- **Activity**: Print every record word for word.

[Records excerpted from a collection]
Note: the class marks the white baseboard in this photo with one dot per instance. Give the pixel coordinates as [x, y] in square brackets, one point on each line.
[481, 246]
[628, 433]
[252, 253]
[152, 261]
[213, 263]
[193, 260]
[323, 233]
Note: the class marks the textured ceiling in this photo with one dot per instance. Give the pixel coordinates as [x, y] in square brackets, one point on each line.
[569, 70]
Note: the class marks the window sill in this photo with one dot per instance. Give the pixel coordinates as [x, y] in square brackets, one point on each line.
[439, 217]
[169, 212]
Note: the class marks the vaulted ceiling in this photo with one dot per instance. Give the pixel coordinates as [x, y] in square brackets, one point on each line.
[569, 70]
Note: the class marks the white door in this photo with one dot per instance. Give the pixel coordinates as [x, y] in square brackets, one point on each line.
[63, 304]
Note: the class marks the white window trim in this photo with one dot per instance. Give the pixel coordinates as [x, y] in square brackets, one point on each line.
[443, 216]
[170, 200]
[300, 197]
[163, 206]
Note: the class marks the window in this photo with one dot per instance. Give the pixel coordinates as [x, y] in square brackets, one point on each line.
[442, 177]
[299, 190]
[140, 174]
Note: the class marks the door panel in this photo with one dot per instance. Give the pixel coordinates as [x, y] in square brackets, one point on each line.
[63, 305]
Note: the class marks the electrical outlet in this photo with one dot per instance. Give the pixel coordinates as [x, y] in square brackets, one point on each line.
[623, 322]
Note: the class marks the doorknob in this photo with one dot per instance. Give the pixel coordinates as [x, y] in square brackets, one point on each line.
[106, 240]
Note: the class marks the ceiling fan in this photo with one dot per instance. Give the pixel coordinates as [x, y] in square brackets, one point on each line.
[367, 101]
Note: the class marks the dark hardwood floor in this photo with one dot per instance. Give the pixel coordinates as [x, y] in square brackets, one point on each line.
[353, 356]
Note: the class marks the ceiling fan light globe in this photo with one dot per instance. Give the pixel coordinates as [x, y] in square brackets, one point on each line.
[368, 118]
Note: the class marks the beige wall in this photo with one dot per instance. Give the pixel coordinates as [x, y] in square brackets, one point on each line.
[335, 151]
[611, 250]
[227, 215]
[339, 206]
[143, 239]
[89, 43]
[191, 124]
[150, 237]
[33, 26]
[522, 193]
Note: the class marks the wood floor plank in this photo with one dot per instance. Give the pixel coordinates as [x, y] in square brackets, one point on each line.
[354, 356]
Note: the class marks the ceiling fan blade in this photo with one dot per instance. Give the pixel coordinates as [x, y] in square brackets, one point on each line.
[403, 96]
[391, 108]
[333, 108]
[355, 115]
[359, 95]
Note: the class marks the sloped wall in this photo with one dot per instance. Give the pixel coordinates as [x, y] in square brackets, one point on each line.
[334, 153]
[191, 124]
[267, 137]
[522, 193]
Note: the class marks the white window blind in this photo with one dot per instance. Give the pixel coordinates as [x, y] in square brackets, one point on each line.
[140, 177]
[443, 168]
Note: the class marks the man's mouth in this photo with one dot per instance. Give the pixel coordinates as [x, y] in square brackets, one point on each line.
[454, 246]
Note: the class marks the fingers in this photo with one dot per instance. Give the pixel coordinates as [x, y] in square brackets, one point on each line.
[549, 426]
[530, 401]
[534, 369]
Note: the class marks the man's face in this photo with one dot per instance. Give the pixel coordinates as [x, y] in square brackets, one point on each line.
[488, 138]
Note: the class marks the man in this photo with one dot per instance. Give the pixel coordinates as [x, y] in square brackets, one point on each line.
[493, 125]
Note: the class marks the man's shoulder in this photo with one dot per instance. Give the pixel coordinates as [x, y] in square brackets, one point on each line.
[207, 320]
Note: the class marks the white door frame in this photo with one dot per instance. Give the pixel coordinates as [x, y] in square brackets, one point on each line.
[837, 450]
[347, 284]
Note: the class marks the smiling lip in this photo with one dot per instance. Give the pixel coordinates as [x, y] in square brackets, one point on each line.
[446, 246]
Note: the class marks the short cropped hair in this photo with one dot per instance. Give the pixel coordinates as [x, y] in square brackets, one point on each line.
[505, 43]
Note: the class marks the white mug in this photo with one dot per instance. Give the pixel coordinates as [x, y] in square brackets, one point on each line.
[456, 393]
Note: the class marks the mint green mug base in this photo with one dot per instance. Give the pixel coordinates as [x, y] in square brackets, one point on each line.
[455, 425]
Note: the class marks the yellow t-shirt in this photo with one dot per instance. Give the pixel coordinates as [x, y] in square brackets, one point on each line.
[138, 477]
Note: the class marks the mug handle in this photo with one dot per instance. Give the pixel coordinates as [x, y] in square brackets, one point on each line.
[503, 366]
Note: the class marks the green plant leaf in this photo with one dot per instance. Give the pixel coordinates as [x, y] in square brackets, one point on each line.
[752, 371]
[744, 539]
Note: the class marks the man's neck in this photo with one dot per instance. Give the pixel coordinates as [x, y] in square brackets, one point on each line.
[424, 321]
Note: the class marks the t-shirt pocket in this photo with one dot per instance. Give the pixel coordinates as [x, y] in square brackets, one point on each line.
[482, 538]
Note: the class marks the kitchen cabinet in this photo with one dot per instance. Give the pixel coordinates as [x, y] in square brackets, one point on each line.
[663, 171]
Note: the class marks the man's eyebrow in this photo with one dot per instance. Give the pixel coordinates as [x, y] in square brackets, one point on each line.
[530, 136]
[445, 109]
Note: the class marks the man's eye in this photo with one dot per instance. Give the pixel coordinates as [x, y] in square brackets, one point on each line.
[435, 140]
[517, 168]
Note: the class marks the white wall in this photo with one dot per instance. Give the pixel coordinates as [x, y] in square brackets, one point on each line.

- **Output of the exercise**:
Note: the class marks the white baseboard in this photo with one dot per instance. Give the pixel coordinates as [x, y] in square brackets, one point on each line.
[481, 246]
[628, 433]
[252, 253]
[152, 261]
[213, 263]
[193, 260]
[323, 233]
Note: the class marks the textured ceiling in this photo with one dot per instance. Give the pixel coordinates as [x, y] in square brackets, one point on each line.
[569, 70]
Note: the class marks the window sill in this photo with one dot per instance. Give the pixel coordinates as [x, y] in square brackets, one point on each line.
[439, 217]
[169, 212]
Note: the class marks the vaulted ceiling in this photo with one dot per instance. Give the pixel coordinates as [x, y] in square brackets, one point on each line.
[569, 70]
Note: the class marks the white door in this photo with one dot per instance. Give the pixel coordinates as [x, y] in square brackets, one point on each line.
[63, 304]
Note: the class marks the white window trim in this photo with one dot per instance. Give the pixel coordinates as [x, y] in square brackets, one point on each line.
[443, 216]
[170, 200]
[300, 197]
[163, 206]
Note: the class marks the window in this photo with one dot per instance. Give the pixel coordinates as [x, y] in square brackets, one point on each line.
[442, 177]
[299, 190]
[140, 174]
Note: the class marks the door panel in this photo with one dot per instance. Give the pixel coordinates as [x, y] in square brackets, one point on each line.
[63, 305]
Note: the class marks the electrical outlet in this photo with one dot per instance. Give the pixel coordinates as [x, y] in square brackets, one point on each line.
[623, 322]
Note: the class marks the doorknob in this photo with one dot per instance. Give the pixel coordinates as [x, y] in square brackets, one point on each line.
[106, 240]
Note: the class marks the ceiling fan in this photo with one dot per instance. Give the pixel coordinates as [x, y] in square brackets, one point on each line.
[367, 101]
Note: the class marks the dark hardwood floor in this photo with one dot per instance. Give the pixel coordinates as [x, y] in square brackets, one point on each line.
[353, 356]
Note: the class marks the ceiling fan light globe in this photo with one dot per instance. Give the pixel coordinates as [x, y] in square brackets, one point on each line.
[368, 118]
Note: the class marks the beige wall in this photo with one dot per instance. Give the pixel coordinates as [x, y] in square brackets, one point on each line.
[335, 151]
[611, 250]
[227, 215]
[339, 206]
[143, 239]
[89, 43]
[191, 124]
[150, 237]
[33, 26]
[522, 193]
Note: the class marks the wood floor plank in this photo with one dot per instance. Give the pixel coordinates as [x, y] in square brackets, one point on each line.
[354, 356]
Note: the class marks the ceiling fan blade in this photo with one dot per instance. Give the pixel coordinates as [x, y] in square brackets, one point on each line.
[403, 96]
[391, 108]
[333, 108]
[355, 115]
[359, 95]
Note: the class marks the sloped wall in this photo with one dot per instance. Give the pixel coordinates as [x, y] in square brackets, one point on each line.
[334, 153]
[191, 124]
[267, 137]
[522, 193]
Note: the class marks the white window blind in this photo with one dot per instance. Give the pixel coordinates as [x, y] in square brackets, one point on each line.
[140, 177]
[443, 168]
Note: the class marks the man's mouth in this photo with one dot per instance. Give the pixel coordinates as [x, y] in square brackets, one point on each line.
[454, 246]
Note: the class marks the fingers in this photo with one dot per instance. Give the pixel coordinates as [x, y] in square brackets, one point on each line.
[549, 426]
[530, 401]
[534, 369]
Note: the class marks the man's face in this photo with one dot per instance. Give the pixel coordinates as [x, y] in square brackets, one point on each line.
[488, 138]
Note: the class marks the man in this photo with one dot per instance. Give the pixel coordinates as [x, y] in square brackets, one point on each line.
[493, 125]
Note: the class marks the man's shoulder in this photo with one dot per instance. Give the pixel coordinates as [x, y] in square brackets, one point on each line.
[207, 320]
Note: the class marks the white door frame in this photo with one dot per instance. Give the pixel coordinates as [x, y] in square brackets, one point on each line.
[837, 450]
[347, 284]
Note: the class marks the smiling lip in this photo with one dot per instance. Give the pixel coordinates as [x, y] in square brackets, one point on each line.
[446, 246]
Note: the class marks the short cropped hair in this photo with one dot per instance. Give the pixel coordinates as [x, y] in square brackets, one point on each line.
[505, 43]
Note: the class marks the white mug in this photo with one dot per instance. Give the pixel coordinates as [x, y] in square brackets, one point on each line.
[456, 393]
Note: the class marks the mint green mug base in this photo with one dot per instance. Give the pixel coordinates as [x, y] in square brackets, one point on each line.
[455, 425]
Note: the class marks the yellow t-shirt in this photo with one dot per instance. Give the pixel coordinates as [x, y] in square brackets, one point on each line.
[138, 477]
Note: the class marks the mug handle in this photo with one dot per instance. Give the pixel coordinates as [x, y] in square brackets, one point on each line.
[503, 366]
Note: the class marks the green plant leaf in this photo with one dot per instance. Give the pixel coordinates as [x, y] in square brackets, one point on each line.
[752, 371]
[744, 539]
Note: the class marks the man's neck in this photo with one dot per instance. Give the pixel coordinates as [x, y] in square brackets, one point on each line.
[424, 321]
Note: the class marks the t-shirt pocket in this photo with one dot per instance. Give the pixel coordinates as [x, y] in square brackets, one point on each line.
[482, 538]
Note: the class marks the kitchen cabinet in this photo with one dot per instance. Give the pixel coordinates as [x, y] in square brackets, one point on each line.
[663, 171]
Note: the class marks the man's eyebrow in this photo with one dot per instance. Give the pixel coordinates as [x, y] in square brackets, one point on each line.
[530, 136]
[445, 109]
Note: the class marks the man's eye in this photo with one dot per instance. Give the pixel coordinates as [x, y] in square brackets, one point on each line.
[435, 140]
[517, 168]
Note: the class marks the white wall in this photo with one dot per instance. Give the pixel coordinates as [x, y] in square brackets, one point on each line.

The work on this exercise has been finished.